PAGE TEXT ->
-.-.-
Dietary carbohydrate restriction improves metabolic syndrome independent of weight loss

JCI Insight, 4(12), 128308

DOI 10.1172/jci.insight.128308 PMID 31217353

Abstract

Background

Metabolic syndrome (MetS) is highly correlated with obesity and cardiovascular risk, but the importance of dietary carbohydrate independent of weight loss in MetS treatment remains controversial. Here, we test the theory that dietary carbohydrate intolerance (i.e., the inability to process carbohydrate in a healthy manner) rather than obesity per se is a fundamental feature of MetS.

Methods

Individuals who were obese with a diagnosis of MetS were fed three 4-week weight-maintenance diets that were low, moderate, and high in carbohydrate. Protein was constant and fat was exchanged isocalorically for carbohydrate across all diets.

Results

Despite maintaining body mass, low-carbohydrate (LC) intake enhanced fat oxidation and was more effective in reversing MetS, especially high triglycerides, low HDL-C, and the small LDL subclass phenotype. Carbohydrate restriction also improved abnormal fatty acid composition, an emerging MetS feature. Despite containing 2.5 times more saturated fat than the high-carbohydrate diet, an LC diet decreased plasma total saturated fat and palmitoleate and increased arachidonate.

Conclusion

Consistent with the perspective that MetS is a pathologic state that manifests as dietary carbohydrate intolerance, these results show that compared with eucaloric high-carbohydrate intake, LC/high-fat diets benefit MetS independent of whole-body or fat mass.

Trial Registration

ClinicalTrials.gov Identifier: NCT02918422.
-.-.-
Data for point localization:
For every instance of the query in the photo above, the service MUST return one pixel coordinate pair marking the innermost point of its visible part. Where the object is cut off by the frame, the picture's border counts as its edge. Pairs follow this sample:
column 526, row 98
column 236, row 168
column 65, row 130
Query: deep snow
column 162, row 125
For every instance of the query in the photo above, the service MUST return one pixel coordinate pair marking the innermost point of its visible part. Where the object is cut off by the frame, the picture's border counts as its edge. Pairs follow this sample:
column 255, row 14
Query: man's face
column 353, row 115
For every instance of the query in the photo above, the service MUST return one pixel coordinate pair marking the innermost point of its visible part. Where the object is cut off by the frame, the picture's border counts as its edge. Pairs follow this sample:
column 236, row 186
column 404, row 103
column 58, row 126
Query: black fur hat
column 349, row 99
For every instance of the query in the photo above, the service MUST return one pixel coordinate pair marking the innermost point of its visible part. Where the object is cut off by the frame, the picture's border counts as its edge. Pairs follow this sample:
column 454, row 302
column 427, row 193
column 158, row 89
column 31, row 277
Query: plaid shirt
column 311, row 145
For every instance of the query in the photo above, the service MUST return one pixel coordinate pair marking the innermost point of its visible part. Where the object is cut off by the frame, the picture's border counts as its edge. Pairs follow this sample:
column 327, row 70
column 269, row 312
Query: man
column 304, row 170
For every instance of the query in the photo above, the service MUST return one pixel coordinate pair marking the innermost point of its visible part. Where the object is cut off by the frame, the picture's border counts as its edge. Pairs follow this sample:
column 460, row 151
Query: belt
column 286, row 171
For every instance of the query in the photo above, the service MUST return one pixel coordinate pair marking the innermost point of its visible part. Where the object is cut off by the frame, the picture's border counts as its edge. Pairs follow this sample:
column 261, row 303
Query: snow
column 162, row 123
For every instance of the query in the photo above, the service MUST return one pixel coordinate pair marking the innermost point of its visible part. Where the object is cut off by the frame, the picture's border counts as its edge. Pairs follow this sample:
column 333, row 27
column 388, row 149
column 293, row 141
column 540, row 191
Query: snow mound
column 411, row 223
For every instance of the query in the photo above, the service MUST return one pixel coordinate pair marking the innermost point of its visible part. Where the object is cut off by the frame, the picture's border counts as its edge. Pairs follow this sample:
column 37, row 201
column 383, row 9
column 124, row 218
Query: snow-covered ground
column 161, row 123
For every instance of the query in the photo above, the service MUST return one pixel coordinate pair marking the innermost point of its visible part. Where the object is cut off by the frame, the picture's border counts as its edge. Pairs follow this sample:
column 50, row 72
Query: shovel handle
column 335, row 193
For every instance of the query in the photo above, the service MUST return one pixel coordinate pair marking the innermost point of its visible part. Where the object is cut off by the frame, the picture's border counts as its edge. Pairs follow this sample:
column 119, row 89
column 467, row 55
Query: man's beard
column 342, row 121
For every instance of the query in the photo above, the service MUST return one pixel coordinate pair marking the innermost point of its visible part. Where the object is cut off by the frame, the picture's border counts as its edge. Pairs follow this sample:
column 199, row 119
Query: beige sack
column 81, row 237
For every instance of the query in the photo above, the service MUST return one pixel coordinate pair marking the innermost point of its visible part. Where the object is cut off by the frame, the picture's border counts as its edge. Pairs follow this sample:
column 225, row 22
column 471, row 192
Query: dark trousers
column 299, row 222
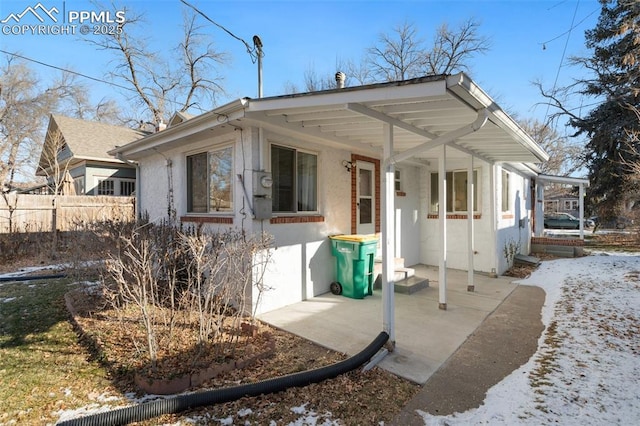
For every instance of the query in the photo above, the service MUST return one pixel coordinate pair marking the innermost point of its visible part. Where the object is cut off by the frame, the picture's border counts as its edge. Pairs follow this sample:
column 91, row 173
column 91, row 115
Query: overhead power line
column 79, row 74
column 250, row 50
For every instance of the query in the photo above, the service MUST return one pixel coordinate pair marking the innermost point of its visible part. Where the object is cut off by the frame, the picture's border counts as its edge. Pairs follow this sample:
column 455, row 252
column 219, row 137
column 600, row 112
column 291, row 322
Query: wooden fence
column 45, row 213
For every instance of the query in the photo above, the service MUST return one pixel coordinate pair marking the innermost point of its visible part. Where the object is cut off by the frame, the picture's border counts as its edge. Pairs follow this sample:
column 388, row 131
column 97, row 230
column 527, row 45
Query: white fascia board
column 462, row 86
column 361, row 94
column 219, row 116
column 563, row 179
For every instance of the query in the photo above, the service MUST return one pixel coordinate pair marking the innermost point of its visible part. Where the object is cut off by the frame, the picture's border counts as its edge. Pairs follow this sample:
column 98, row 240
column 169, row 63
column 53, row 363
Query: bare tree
column 54, row 163
column 565, row 156
column 156, row 80
column 398, row 55
column 24, row 107
column 453, row 50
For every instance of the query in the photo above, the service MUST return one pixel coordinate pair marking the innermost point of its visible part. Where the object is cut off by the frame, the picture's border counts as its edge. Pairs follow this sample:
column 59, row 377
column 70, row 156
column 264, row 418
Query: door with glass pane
column 365, row 197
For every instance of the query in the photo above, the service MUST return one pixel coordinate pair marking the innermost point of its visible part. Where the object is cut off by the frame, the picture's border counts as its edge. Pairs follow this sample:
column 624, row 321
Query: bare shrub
column 177, row 279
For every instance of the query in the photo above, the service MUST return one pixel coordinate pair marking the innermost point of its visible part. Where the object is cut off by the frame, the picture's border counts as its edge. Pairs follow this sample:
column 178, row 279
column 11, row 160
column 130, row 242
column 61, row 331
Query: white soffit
column 420, row 110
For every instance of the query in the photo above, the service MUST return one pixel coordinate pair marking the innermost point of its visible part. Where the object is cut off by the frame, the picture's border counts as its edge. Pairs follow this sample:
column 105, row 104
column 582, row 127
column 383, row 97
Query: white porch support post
column 442, row 219
column 581, row 209
column 387, row 230
column 470, row 225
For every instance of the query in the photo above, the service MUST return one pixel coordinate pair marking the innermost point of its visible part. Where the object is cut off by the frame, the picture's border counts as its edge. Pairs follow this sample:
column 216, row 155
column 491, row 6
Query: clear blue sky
column 298, row 35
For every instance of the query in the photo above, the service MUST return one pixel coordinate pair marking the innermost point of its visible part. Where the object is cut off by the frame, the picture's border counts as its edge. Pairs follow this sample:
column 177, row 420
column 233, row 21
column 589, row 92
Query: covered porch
column 429, row 335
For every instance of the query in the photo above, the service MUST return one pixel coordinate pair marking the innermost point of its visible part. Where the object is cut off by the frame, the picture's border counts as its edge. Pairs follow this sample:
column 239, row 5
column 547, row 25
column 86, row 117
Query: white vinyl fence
column 45, row 213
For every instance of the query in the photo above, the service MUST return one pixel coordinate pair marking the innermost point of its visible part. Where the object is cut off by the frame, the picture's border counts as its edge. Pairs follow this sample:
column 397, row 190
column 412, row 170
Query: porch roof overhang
column 566, row 180
column 432, row 108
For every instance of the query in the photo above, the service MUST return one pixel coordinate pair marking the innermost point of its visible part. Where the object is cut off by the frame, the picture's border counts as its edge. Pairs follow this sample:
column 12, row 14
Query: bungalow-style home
column 75, row 153
column 431, row 165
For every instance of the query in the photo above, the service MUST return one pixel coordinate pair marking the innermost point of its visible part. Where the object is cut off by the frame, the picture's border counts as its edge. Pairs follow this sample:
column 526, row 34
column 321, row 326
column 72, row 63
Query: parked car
column 619, row 222
column 565, row 221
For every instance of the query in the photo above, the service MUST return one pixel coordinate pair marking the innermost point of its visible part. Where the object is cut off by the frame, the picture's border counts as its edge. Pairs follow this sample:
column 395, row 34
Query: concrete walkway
column 426, row 336
column 504, row 341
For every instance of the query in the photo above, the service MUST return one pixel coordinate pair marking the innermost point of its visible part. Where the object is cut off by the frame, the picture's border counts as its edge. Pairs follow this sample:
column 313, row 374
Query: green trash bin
column 355, row 256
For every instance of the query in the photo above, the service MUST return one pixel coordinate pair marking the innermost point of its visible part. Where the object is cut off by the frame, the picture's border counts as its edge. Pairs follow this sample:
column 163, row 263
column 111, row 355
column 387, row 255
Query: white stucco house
column 432, row 165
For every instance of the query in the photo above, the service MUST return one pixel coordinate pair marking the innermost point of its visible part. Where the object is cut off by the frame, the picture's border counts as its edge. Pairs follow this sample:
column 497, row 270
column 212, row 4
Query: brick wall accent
column 455, row 216
column 354, row 192
column 296, row 219
column 570, row 242
column 207, row 219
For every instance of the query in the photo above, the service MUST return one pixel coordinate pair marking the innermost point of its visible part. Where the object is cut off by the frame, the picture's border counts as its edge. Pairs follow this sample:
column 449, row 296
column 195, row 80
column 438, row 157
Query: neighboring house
column 385, row 158
column 80, row 149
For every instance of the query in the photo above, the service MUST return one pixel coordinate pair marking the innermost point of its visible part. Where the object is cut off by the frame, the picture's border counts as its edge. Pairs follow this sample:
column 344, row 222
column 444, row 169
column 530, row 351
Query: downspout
column 121, row 157
column 494, row 221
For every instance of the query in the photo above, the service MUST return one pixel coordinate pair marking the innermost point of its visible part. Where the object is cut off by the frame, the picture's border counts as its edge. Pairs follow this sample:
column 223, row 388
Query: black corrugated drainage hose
column 31, row 277
column 183, row 402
-.-.-
WORK REQUIRED -> Please turn the abstract's paragraph beginning "Despite maintaining body mass" into a brief list that keeps its main facts. This data comes from a separate source unrelated to the abstract.

SOLUTION TO THIS EXERCISE ->
- Body mass stayed the same, but low-carbohydrate (LC) intake raised fat oxidation.
- LC intake reversed MetS more effectively, especially high triglycerides, low HDL-C and the small LDL subclass phenotype.
- Carbohydrate restriction improved abnormal fatty acid composition, an emerging MetS feature.
- The LC diet had 2.5 times more saturated fat than the high-carbohydrate diet, yet it lowered plasma total saturated fat and palmitoleate and raised arachidonate.